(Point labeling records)

------------

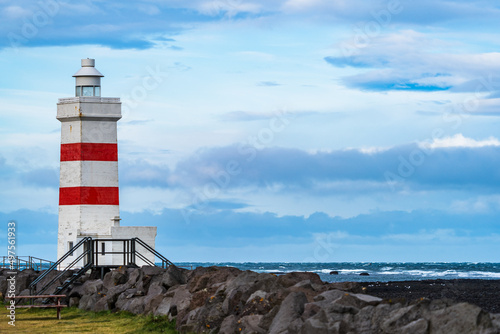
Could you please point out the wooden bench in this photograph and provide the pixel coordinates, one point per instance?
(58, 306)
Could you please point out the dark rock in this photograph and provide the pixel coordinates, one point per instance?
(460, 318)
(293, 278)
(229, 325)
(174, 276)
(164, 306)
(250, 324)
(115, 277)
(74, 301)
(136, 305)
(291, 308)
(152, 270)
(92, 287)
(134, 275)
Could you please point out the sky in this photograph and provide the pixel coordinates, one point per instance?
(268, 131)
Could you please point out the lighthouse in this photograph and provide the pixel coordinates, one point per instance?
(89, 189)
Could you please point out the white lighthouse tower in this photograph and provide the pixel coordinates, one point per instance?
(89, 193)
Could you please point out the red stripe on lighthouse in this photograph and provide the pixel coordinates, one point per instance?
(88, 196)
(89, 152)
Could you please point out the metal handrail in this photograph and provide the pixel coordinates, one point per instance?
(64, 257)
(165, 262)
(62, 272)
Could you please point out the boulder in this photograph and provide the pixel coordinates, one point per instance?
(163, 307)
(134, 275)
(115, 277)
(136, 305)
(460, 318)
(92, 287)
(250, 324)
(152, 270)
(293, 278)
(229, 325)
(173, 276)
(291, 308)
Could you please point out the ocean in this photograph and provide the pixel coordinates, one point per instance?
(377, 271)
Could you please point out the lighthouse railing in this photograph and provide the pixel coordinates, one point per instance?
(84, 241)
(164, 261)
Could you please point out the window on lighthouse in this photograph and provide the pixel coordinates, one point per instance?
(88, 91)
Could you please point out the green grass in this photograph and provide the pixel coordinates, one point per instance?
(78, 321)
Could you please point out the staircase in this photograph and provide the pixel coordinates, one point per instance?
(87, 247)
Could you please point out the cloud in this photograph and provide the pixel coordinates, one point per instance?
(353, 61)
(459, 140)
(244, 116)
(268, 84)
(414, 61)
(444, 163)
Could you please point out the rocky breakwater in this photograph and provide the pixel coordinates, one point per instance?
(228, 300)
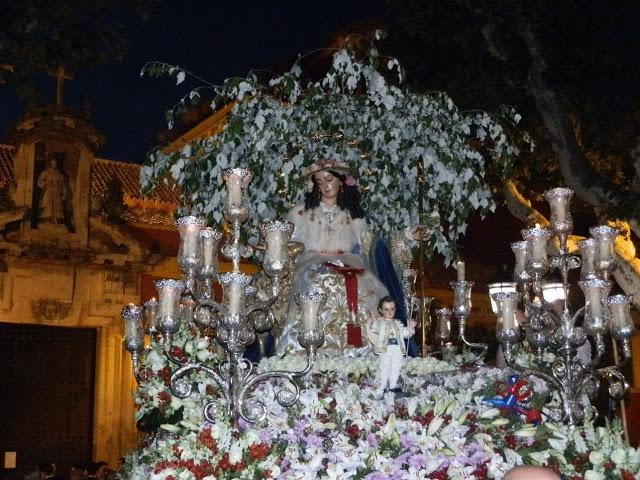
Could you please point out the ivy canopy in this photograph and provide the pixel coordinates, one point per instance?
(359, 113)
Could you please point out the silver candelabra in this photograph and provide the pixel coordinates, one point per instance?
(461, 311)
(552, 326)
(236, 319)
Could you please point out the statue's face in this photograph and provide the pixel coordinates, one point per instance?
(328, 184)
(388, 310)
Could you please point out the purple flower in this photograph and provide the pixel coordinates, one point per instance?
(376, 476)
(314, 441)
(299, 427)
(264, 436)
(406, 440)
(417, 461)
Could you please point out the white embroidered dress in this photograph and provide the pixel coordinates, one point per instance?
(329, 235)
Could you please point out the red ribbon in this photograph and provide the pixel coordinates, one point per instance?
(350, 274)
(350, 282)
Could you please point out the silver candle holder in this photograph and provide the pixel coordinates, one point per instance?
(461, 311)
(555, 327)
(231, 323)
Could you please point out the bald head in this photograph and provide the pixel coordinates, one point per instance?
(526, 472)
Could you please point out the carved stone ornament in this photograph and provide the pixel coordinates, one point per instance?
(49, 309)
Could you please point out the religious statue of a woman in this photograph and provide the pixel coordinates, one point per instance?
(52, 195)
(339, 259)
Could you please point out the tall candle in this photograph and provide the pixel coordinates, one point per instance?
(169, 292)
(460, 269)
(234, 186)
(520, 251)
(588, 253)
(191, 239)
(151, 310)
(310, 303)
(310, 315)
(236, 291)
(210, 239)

------------

(PROBLEM TO WORK ON) Copy out all of the records above word for word, leaving out the pictures.

(SOLUTION FOR THIS PROBLEM)
Could you please point out the wooden bench in this photograph and provide the pixel coordinates, one point per instance?
(58, 306)
Could you please point out the dark rock in this photograph and provide the pixel coordinates, one point per instance?
(460, 318)
(293, 278)
(229, 325)
(174, 276)
(164, 306)
(250, 324)
(115, 277)
(74, 301)
(136, 305)
(291, 308)
(152, 270)
(92, 287)
(134, 275)
Could you please point out the sky in this photograph and provide the pixel coordinates, one point per instance?
(268, 131)
Could you please point out the lighthouse in this photograph and provide the pixel coordinates, one point per instance?
(89, 189)
Could you please point out the white lighthouse tower in this photograph and provide the pixel coordinates, one point per instance?
(89, 193)
Could you please point out the red stripe on lighthouse in this photograph and provide the pixel coordinates, one point per instance?
(88, 196)
(89, 152)
Could you please point out the metal handrail in this photograph and provide the pixel coordinates, one point per instance?
(64, 257)
(165, 262)
(62, 272)
Could you please point out the boulder in this photograph and provide the pixel coordinates, one point per instance?
(163, 307)
(134, 275)
(115, 277)
(136, 305)
(460, 318)
(92, 287)
(250, 324)
(152, 270)
(293, 278)
(229, 325)
(173, 276)
(291, 308)
Could you please point out the ocean in this photograph and provide the pixel coordinates, one point per instance?
(377, 271)
Could you please point out the lighthouse railing in this photograph and provide the pixel coordinates, one point per instance?
(84, 241)
(164, 261)
Could you please point out the window on lighthouse in this photograph and provide the pixel coordinates, one point per instance?
(88, 91)
Could you please point out the green grass in this photograph and provide the pixel coordinates, one point per instance?
(78, 321)
Could you please point out the staircase in this photograph and provide the pixel coordinates, one point per instance?
(87, 247)
Could you please point out the cloud in this photograph and provide the pixel coordinates, one point per instance?
(353, 61)
(459, 140)
(244, 116)
(268, 84)
(414, 61)
(444, 163)
Could you please point out the rocky breakwater in this photograph and provide the pixel coordinates, one point per instance?
(228, 300)
Could you please point out the ivy canopy in this photograph and provide the pixel coordinates, one point per instance?
(359, 113)
Could you please point out the silver candelabra in this photograph and provide the pixel coordinates, one point per instance?
(461, 311)
(552, 326)
(236, 319)
Could you please point out the statue's face in this photograph and provide the pixel coordinates, one point per instance?
(328, 184)
(388, 310)
Could you please point out the purple flower in this photograph and provide the pixel coordinates, one point per instance?
(376, 476)
(314, 441)
(299, 427)
(264, 436)
(406, 440)
(417, 461)
Could you please point out the white embroidered dress in this photograph and provide the pixel coordinates, one point per instance?
(329, 235)
Could you please point out the red ribbon in this photograph and provide the pixel coordinates, one point per instance?
(350, 274)
(350, 282)
Could you please point out the silver candle holder in this photograph and provide the pixel coordinates, one point per instance?
(461, 311)
(555, 327)
(231, 323)
Could you please point out the bald head in this photograph and provide the pixel coordinates, one point per instance?
(526, 472)
Could you please point out the carved stone ornament in this photograph and provide the pixel coordinates, one point per instance?
(49, 309)
Could you please point out the religious statue of a woman in this photograph and provide the pixel coordinates, one point per instance?
(52, 195)
(339, 259)
Could you please point out the tall candle in this photograph and provide the pixel coordinates, one point per instance?
(169, 292)
(460, 269)
(234, 186)
(520, 251)
(588, 253)
(191, 239)
(151, 310)
(310, 303)
(310, 315)
(236, 291)
(210, 239)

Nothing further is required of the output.